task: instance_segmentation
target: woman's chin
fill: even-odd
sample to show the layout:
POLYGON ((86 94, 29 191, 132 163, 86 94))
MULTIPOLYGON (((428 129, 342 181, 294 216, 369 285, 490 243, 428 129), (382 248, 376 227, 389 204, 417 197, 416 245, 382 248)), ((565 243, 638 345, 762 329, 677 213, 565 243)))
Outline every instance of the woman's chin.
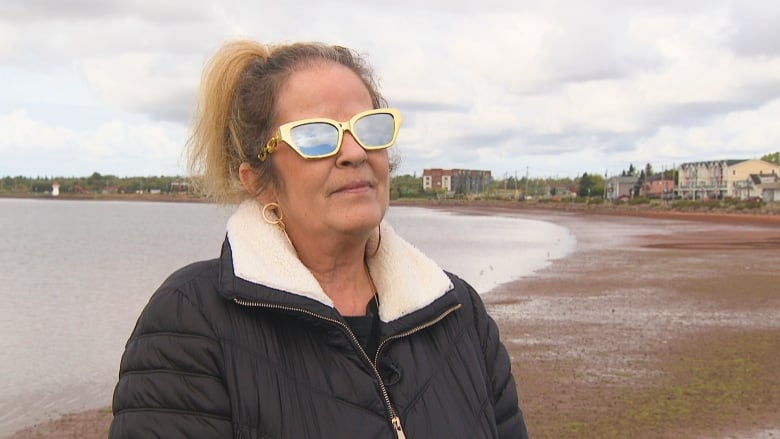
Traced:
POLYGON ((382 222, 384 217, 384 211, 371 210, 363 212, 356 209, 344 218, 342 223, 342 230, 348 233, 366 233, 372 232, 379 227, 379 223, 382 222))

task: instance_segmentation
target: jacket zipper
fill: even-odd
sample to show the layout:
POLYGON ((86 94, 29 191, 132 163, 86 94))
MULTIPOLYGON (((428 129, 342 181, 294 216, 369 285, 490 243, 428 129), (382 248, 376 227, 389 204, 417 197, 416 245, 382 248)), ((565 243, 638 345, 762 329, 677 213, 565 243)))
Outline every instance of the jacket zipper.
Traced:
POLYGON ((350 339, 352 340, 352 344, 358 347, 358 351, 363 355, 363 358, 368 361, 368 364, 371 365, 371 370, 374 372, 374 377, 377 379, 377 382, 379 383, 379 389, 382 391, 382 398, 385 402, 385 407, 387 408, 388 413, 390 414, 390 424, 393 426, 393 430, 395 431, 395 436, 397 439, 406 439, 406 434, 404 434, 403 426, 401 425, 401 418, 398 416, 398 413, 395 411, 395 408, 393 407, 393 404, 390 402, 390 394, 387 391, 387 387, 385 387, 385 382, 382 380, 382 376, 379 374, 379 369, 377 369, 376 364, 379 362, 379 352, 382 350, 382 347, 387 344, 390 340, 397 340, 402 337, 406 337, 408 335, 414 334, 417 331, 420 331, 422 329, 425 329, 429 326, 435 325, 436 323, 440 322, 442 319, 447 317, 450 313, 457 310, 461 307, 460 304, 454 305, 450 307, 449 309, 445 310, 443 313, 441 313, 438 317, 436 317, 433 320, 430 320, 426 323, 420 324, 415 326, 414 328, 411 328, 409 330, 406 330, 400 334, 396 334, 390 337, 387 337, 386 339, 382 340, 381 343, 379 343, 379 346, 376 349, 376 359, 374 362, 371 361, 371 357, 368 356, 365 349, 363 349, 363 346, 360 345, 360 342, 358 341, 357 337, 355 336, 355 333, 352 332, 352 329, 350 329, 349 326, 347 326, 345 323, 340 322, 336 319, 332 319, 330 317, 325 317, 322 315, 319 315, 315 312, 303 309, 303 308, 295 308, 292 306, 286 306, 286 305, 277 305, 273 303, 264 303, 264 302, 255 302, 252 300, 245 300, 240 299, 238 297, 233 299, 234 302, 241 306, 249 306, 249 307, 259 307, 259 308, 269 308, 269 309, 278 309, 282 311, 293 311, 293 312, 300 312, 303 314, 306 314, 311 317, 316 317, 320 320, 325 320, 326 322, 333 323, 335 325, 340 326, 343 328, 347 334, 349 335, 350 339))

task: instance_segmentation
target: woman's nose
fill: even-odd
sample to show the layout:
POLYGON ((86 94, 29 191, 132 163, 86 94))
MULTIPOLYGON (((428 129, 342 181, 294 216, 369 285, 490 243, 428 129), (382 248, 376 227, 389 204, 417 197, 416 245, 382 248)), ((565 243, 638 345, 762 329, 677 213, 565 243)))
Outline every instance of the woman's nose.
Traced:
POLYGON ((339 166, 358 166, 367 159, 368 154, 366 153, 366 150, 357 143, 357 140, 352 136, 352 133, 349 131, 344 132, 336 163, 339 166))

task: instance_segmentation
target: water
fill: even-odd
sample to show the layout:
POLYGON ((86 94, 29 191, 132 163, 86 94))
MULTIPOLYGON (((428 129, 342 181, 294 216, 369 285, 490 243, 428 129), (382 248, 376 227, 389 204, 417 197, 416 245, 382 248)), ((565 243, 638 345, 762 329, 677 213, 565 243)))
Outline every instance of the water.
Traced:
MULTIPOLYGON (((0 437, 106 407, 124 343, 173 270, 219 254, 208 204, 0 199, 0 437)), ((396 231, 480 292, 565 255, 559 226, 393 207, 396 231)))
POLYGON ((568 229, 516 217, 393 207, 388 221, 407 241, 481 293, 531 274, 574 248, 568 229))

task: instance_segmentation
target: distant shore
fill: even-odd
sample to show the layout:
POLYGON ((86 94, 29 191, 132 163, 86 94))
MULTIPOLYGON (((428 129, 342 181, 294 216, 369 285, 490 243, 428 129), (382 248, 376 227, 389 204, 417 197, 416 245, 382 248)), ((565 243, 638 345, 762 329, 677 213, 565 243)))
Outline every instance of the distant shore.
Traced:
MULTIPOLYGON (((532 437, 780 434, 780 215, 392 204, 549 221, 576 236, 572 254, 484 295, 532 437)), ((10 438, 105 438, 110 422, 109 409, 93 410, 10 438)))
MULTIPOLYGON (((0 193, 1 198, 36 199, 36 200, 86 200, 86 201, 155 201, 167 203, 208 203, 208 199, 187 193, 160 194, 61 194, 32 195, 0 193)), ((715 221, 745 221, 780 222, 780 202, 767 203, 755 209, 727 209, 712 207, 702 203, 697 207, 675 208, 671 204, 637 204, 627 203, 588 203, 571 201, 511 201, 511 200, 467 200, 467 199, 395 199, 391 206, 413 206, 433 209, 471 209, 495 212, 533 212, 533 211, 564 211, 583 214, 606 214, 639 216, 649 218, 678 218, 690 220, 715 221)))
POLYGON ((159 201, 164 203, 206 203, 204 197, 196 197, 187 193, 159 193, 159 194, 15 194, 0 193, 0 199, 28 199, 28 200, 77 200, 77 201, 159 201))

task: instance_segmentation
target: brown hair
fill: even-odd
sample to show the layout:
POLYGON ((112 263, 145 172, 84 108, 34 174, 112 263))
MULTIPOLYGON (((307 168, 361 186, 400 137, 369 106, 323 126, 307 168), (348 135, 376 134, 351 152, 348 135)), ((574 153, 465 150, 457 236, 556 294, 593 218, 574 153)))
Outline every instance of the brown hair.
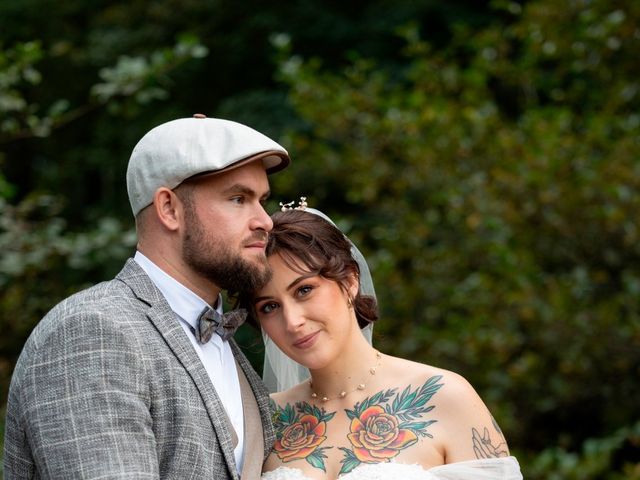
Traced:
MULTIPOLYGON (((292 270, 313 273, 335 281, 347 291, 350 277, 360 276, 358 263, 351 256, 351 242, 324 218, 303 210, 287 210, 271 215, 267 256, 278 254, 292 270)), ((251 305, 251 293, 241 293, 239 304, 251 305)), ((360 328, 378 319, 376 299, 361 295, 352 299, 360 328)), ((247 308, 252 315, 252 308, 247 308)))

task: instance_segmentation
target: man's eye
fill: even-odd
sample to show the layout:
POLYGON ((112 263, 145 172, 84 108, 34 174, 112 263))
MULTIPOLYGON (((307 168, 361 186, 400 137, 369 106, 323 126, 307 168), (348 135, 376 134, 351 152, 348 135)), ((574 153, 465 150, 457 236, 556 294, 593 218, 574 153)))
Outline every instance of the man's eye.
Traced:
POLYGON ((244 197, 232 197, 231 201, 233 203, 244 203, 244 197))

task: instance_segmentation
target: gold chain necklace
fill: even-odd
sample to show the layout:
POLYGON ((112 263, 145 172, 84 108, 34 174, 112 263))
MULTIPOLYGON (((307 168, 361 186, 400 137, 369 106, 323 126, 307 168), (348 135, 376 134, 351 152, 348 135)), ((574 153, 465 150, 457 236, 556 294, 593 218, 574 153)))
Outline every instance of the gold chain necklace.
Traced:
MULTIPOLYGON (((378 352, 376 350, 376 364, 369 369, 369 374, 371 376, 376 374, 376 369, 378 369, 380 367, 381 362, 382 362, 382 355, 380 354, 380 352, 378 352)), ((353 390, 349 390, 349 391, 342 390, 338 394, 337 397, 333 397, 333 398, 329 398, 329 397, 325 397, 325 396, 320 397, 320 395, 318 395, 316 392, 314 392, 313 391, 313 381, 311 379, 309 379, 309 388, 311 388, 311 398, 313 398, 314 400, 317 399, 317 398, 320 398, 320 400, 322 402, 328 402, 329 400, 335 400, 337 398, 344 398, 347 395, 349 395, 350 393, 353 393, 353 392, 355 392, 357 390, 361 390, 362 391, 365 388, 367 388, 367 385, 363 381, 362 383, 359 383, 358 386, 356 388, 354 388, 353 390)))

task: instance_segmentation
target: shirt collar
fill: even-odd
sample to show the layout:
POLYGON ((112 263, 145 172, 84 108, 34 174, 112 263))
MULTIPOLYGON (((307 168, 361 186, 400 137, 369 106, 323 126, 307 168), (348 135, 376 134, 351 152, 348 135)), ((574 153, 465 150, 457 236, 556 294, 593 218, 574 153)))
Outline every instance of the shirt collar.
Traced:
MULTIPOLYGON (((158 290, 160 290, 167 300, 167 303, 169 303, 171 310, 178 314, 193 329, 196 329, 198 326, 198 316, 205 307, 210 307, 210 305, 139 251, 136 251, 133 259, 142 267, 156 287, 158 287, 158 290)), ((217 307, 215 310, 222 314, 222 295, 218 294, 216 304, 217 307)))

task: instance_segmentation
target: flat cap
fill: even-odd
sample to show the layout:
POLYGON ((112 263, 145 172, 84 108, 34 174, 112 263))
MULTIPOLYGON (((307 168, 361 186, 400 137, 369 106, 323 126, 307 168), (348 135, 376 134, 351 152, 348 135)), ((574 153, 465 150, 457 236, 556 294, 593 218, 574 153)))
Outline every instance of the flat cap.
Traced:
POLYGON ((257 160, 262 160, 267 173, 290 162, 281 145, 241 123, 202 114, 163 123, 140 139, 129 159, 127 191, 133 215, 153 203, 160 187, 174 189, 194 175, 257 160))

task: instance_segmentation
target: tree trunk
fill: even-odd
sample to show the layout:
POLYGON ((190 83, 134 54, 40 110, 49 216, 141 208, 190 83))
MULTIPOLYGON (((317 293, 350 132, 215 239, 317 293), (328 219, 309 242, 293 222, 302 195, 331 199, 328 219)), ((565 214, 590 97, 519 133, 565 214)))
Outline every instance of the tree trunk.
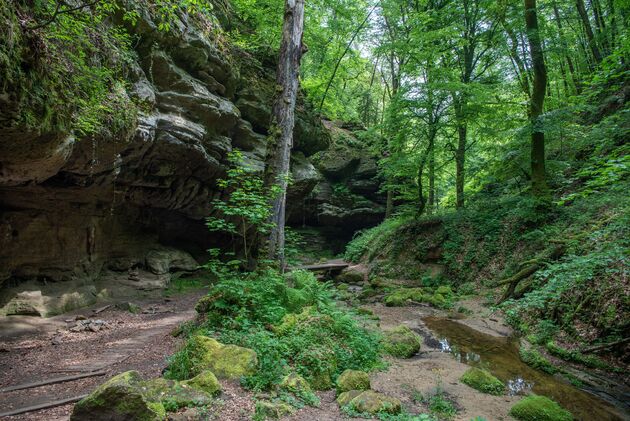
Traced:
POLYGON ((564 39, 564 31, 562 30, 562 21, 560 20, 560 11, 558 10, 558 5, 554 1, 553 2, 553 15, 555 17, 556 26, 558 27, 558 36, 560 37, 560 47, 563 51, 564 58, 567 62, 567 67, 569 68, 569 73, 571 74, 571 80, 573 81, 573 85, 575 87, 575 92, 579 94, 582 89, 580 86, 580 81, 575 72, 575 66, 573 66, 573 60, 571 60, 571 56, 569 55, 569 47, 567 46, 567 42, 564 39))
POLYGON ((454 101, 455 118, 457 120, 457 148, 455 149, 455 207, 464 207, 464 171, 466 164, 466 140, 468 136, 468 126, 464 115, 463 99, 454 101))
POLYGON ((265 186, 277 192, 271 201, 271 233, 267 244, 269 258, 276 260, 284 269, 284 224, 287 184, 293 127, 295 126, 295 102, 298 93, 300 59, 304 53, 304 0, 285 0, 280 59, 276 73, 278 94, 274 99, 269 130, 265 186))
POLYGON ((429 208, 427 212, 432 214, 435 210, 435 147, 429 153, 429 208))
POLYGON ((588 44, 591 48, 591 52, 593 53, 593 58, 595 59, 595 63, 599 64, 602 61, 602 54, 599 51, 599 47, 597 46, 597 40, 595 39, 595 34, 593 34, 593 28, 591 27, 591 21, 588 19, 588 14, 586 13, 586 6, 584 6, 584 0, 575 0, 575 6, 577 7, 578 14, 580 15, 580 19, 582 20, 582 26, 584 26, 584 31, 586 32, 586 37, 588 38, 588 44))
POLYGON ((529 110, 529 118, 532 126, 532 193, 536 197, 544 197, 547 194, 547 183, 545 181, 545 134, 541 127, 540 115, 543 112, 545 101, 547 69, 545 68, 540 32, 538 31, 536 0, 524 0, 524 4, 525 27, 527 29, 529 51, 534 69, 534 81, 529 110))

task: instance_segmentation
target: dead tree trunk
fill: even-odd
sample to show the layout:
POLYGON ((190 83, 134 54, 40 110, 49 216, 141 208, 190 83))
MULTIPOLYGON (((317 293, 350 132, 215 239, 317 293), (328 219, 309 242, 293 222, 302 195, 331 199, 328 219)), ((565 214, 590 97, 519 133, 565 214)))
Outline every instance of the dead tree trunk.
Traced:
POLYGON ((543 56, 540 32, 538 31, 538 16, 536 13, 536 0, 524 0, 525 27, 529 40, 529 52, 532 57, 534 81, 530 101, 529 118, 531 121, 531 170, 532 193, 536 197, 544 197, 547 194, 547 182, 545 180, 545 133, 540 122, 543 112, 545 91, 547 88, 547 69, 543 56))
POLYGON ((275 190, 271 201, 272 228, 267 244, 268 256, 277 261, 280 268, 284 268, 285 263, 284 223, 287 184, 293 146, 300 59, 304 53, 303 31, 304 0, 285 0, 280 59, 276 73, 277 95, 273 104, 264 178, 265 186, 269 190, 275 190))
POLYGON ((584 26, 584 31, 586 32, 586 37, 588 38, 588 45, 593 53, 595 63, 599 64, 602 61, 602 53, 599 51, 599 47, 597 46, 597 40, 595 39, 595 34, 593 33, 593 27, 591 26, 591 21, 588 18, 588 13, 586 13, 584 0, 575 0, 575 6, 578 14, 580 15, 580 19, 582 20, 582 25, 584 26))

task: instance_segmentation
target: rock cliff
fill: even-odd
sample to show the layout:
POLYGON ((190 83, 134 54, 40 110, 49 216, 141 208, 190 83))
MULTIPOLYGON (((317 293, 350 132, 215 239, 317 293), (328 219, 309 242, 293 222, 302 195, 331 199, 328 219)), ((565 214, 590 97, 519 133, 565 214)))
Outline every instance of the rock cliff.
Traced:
-*-*-
> Work to complete: Would you print, exactly as written, every line above from the one holding "target: woman's nose" through the one holding "Outline every instance of the distant shore.", with both included and no other lines?

> Response area:
target: woman's nose
fill: even-odd
sample to show the layout:
POLYGON ((86 94, 29 191, 132 163, 86 94))
MULTIPOLYGON (((428 129, 342 181, 294 216, 369 285, 490 243, 428 129), (382 248, 376 227, 389 204, 417 197, 416 245, 382 248)), ((565 243, 638 345, 762 329, 677 213, 565 243)))
Outline every instance of the woman's nose.
Traced:
POLYGON ((339 166, 358 166, 367 159, 368 154, 366 153, 366 150, 357 143, 357 140, 352 136, 352 133, 349 131, 344 132, 336 163, 339 166))

task: instance_segmentation
target: water
fill: even-odd
sample to show the layout:
POLYGON ((86 94, 29 191, 132 163, 86 94))
MULTIPOLYGON (((428 129, 342 181, 294 216, 369 285, 490 243, 428 129), (382 248, 376 227, 389 204, 417 197, 416 245, 382 248)), ((565 243, 638 345, 762 329, 677 213, 565 243)))
Outline every instance of the water.
Traced:
MULTIPOLYGON (((0 437, 106 407, 124 343, 173 270, 219 254, 208 204, 0 199, 0 437)), ((396 231, 480 292, 565 255, 559 226, 393 207, 396 231)))
POLYGON ((568 229, 516 217, 393 207, 388 221, 407 241, 481 293, 531 274, 574 248, 568 229))

task: instance_segmentation
target: distant shore
fill: even-odd
sample to show the layout:
POLYGON ((86 94, 29 191, 132 163, 86 94))
MULTIPOLYGON (((428 129, 342 181, 294 216, 369 285, 490 243, 428 129), (382 248, 376 227, 389 204, 417 197, 416 245, 382 248)), ((565 243, 638 345, 762 329, 677 213, 565 243)))
Outline every instance of the distant shore.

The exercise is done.